DATA FOR ANALYSIS:
* * *
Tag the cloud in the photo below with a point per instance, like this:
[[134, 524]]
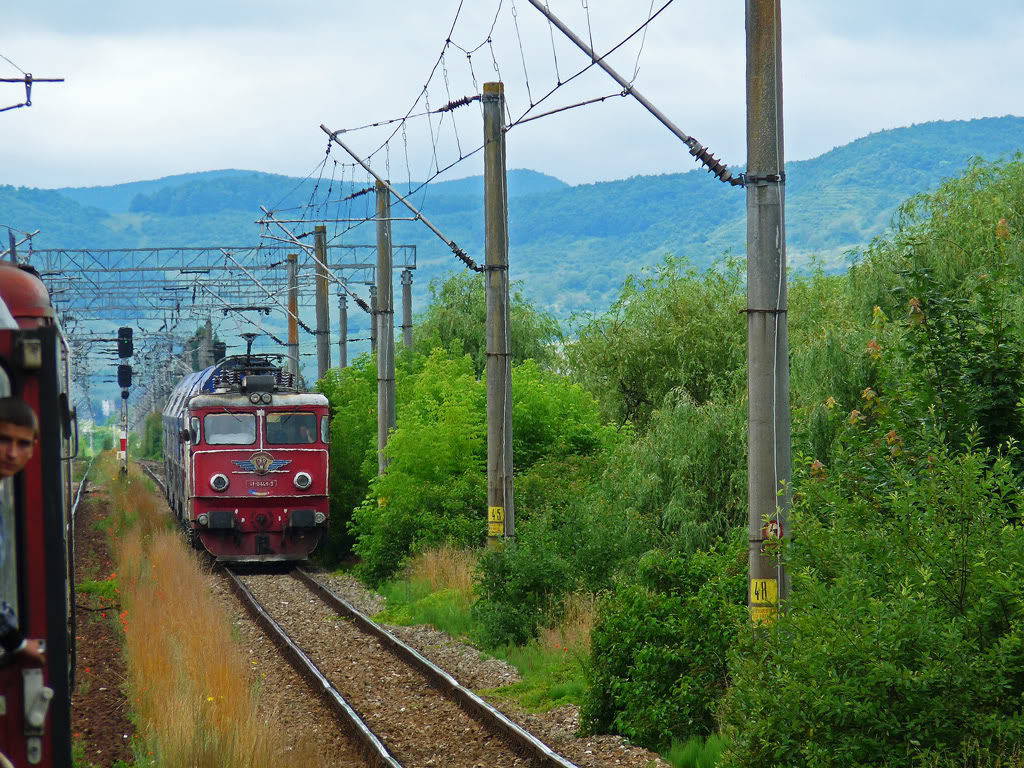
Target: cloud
* * *
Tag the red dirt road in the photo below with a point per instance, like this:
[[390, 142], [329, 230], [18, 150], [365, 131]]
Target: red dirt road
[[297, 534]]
* * *
EXERCISE AIM: Among the records above, find the lines that contain "below" and copy every one.

SOLUTION FOR THIS TASK:
Tag the cloud in the photo below with a point per instance, like this:
Tag the red dirt road in the photo below with a point per instance, like this:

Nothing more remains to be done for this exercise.